EXCERPT PROVIDED:
==========

The role of the endocannabinoid system in skeletal muscle and metabolic adaptations to exercise: potential implications for the treatment of obesity

The results of recent studies add the endocannabinoid system, and more specifically CB1 receptor signalling, to the complex mechanisms that negatively modulate insulin sensitivity and substrate oxidation in skeletal muscle. CB1 receptors might become overactive in the skeletal muscle during obesity due to increased levels of endocannabinoids. However, quite surprisingly, one of the most studied endocannabinoids, anandamide, when administered in a sufficient dose, was shown to improve muscle glucose uptake and activate some key molecules of insulin signalling and mitochondrial biogenesis. This is probably because anandamide is only a partial agonist at CB1 receptors and interacts with other receptors (PPARγ, TRPV1), which may trigger positive metabolic effects. This putative beneficial role of anandamide is worth considering because increased plasma anandamide levels were recently reported after intense exercise. Whether the endocannabinoid system is involved in the positive exercise effects on mitochondrial biogenesis and glucose fatty acid oxidation remains to be confirmed. Noteworthy, when exercise becomes chronic, a decrease in CB1 receptor expression in obese metabolically deregulated tissues occurs. It is then tempting to hypothesize that physical activity would represent a complementary alternative approach for the clinical management of endocannabinoid system deregulation in obesity, without the side effects occurring with CB1 receptor antagonists.

==========

REQUIREMENT A:
In the excerpt on the endocannabinoid system and exercise, what happens to CB1 receptor expression in obese, metabolically deregulated tissues when exercise becomes chronic?
REQUIREMENT B:
Name every receptor mentioned in the excerpt on the endocannabinoid system and exercise.

(Natural-language object grounding data)

==========

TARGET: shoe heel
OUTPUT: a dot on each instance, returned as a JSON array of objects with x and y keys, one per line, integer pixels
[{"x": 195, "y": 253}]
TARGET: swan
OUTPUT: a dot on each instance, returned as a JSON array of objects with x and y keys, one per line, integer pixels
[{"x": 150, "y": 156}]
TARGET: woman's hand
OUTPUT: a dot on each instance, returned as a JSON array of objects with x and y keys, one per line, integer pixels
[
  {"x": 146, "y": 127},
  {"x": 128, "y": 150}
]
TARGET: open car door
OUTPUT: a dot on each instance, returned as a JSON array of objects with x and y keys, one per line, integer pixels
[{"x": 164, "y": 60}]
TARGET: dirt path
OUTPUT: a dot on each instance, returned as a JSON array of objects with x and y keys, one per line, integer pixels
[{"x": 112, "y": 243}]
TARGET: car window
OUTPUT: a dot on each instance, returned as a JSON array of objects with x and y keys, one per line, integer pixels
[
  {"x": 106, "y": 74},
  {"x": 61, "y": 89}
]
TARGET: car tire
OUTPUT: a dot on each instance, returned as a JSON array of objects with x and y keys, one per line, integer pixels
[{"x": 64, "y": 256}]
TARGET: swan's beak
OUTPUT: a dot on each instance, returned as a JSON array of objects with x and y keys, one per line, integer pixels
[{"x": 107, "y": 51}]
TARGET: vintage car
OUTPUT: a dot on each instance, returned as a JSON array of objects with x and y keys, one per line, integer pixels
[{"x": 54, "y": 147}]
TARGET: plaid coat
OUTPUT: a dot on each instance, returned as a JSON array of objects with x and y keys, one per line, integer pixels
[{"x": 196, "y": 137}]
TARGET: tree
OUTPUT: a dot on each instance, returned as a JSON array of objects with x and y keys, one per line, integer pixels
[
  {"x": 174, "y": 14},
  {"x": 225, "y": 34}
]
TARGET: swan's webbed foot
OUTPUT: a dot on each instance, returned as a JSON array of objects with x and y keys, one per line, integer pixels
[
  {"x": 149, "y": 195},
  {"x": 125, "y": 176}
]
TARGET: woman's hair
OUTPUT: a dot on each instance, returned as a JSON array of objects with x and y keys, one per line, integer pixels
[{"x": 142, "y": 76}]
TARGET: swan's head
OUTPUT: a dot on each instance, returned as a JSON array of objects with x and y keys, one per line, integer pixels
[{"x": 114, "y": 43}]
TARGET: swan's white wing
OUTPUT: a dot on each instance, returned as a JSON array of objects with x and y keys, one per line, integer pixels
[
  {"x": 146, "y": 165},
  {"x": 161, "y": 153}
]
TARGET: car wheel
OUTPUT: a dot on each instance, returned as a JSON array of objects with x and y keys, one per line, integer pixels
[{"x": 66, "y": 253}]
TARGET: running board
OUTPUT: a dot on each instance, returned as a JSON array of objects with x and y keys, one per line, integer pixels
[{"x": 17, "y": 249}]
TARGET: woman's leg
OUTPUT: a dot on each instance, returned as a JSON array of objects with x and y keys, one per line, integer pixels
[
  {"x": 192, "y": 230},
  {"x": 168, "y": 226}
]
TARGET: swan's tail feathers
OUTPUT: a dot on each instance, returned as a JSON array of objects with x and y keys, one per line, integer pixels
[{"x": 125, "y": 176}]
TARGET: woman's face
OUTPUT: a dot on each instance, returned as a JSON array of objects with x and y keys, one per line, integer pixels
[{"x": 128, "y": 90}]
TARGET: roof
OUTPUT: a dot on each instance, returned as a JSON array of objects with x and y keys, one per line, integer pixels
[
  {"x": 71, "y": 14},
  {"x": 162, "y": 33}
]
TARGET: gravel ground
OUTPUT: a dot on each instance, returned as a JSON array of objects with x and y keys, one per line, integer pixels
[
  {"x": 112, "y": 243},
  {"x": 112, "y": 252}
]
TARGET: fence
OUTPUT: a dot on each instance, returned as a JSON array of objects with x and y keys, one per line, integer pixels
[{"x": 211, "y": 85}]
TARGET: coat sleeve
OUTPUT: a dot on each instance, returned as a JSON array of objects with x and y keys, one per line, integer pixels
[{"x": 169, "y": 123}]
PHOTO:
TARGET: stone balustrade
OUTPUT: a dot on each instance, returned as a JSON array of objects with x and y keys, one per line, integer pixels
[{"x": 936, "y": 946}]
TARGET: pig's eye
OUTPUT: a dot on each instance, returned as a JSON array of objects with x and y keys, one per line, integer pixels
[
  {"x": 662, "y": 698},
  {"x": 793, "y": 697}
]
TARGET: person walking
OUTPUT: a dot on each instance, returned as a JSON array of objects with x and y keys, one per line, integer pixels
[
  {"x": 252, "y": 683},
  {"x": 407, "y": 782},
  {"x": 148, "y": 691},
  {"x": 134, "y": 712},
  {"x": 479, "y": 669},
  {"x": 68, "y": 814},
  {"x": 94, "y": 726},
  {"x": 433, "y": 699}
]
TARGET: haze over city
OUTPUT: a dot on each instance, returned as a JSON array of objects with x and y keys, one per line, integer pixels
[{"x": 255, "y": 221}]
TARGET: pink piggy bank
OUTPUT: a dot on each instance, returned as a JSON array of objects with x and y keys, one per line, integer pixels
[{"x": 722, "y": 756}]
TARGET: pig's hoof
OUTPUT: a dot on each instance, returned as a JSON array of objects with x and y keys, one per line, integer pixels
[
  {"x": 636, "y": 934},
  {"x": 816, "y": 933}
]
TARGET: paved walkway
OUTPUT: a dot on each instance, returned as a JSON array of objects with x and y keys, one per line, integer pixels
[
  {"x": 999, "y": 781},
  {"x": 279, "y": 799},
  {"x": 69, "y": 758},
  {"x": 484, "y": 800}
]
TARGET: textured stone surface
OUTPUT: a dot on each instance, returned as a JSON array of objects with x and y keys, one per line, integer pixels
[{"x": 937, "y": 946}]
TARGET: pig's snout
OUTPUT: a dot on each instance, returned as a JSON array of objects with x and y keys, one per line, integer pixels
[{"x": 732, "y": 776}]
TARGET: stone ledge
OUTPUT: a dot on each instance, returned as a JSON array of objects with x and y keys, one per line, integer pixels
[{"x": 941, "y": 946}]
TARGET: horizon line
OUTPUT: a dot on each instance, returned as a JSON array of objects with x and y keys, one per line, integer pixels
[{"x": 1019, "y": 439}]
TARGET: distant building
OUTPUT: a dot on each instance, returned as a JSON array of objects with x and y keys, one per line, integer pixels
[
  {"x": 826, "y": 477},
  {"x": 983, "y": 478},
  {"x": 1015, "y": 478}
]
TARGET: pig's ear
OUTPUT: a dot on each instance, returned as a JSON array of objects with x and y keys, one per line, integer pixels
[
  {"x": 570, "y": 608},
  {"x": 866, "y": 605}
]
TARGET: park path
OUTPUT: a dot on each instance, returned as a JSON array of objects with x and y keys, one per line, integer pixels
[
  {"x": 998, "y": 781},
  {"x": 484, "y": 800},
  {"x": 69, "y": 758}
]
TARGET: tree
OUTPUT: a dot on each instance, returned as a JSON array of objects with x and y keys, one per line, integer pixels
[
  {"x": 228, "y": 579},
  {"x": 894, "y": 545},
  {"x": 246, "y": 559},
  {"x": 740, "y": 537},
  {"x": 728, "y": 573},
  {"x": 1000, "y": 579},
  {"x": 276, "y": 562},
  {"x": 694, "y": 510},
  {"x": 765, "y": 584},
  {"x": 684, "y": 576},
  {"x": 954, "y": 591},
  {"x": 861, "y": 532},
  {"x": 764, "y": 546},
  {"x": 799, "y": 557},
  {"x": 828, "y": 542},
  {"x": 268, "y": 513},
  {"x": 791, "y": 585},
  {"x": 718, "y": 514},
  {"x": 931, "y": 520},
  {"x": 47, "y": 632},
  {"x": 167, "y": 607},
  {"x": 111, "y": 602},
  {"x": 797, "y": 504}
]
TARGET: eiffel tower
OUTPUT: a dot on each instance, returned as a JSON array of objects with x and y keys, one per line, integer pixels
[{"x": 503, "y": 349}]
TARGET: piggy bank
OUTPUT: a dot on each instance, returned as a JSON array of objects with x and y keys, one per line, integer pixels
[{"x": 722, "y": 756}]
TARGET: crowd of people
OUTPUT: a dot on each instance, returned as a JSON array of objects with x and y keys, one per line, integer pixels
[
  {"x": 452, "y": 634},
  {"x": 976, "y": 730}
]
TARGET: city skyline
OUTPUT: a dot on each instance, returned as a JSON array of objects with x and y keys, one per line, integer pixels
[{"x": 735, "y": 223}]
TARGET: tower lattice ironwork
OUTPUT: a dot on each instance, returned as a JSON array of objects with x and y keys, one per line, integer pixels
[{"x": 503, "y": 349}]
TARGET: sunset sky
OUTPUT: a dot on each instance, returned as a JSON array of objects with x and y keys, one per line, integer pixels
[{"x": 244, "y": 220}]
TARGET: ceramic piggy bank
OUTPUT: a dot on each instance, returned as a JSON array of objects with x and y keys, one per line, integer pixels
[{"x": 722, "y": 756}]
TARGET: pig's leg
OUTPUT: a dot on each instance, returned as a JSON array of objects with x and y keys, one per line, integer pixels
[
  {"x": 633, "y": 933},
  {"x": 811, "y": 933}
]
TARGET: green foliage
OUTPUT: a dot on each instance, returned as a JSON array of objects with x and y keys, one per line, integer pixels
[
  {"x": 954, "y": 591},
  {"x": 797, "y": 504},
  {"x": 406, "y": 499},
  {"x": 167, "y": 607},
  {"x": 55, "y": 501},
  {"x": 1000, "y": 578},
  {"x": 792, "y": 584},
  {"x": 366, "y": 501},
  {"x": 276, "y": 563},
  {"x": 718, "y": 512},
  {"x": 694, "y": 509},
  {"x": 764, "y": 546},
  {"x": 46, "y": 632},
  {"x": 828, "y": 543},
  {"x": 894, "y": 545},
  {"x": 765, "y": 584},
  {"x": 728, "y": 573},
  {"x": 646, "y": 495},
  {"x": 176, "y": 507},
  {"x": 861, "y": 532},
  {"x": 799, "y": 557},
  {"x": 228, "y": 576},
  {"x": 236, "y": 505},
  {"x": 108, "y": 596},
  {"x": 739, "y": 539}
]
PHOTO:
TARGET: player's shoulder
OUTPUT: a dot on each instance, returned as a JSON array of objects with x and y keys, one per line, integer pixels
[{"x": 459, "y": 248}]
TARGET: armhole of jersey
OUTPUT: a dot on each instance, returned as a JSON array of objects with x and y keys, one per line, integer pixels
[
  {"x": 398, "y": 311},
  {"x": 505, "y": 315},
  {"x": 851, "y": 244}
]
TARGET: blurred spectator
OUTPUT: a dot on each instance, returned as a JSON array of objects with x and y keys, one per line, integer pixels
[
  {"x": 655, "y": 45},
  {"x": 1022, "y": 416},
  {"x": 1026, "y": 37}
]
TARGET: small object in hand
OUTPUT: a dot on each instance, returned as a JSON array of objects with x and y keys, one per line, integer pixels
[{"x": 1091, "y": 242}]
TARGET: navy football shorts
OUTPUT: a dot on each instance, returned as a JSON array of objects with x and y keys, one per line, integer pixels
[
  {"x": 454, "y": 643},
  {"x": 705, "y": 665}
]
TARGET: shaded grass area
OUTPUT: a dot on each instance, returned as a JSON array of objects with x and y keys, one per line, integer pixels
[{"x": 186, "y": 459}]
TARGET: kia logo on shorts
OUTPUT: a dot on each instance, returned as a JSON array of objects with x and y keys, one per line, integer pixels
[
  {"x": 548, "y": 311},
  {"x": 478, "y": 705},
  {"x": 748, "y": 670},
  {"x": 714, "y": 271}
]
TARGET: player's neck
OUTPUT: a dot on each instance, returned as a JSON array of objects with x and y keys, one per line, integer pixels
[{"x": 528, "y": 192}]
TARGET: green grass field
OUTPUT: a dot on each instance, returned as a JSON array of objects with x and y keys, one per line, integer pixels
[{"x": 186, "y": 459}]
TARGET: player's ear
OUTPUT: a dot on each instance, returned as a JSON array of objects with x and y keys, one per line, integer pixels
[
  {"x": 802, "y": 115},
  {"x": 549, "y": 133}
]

==========

EXERCISE RESULT A:
It decreases.

EXERCISE RESULT B:
CB1, PPARγ, TRPV1